## DOCUMENT SECTION

In the clinical use of thermal tissue fusion, which uses heat and pressure to fuse arterial tissues, the input parameters of applied pressure, fusion temperature, and duration of energy input have largely been optimized through trial and error. The objective of this work is to experimentally elucidate the effect applied pressure has on bond strength and internal tissue temperature during fusion. The outcomes will aid in further characterization of the bond between thermally fused tissues which may direct the design of future thermal fusion devices.

The role of applied pressure was investigated by fusing porcine splenic arteries at applied loads ranging from 10-500 N. Pressure was applied to the arteries using a standard uniaxial tensile testing system to maintained a prescribed force (MTS Insight II). To achieve fusion, an input heat of 170° C was applied for 3.0 s via aluminum nitride heaters which were mounted to the MTS using custom fixtures. Fusion strength was then evaluated using burst pressure testing, which measures the intraluminal pressure at which a thermal bond fails. Intraluminal temperature was measured in a separate procedure with an array of five thermocouples inserted into the artery lumen during fusion [1]. Finally, samples of fused arteries from each applied load were histologically assessed following Hematoxylin & Eosin staining.

## WHAT THE TASK REQUIRES
Please explain in one to three sentences why the thermal tissue fusion study sets out to measure the effect of applied pressure.

(Referring expression data)
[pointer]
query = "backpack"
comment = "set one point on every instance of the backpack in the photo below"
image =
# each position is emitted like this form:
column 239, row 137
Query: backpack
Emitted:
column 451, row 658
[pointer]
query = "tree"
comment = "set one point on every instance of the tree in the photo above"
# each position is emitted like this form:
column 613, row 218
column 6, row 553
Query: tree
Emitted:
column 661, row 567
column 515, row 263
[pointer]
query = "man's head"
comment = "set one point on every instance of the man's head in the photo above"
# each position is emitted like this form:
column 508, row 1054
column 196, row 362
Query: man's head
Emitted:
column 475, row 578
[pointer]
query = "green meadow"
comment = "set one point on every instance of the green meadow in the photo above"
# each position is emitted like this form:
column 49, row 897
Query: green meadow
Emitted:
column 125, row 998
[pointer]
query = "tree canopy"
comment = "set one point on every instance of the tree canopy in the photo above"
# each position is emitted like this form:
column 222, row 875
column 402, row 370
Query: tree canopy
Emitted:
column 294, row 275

## RESPONSE FOR THIS EXERCISE
In clinical thermal tissue fusion, applied pressure, fusion temperature, and duration of energy input have largely been optimized through trial and error. The study aims to show experimentally how applied pressure affects bond strength and internal tissue temperature. This should help characterize the bond between fused tissues and may guide the design of future thermal fusion devices.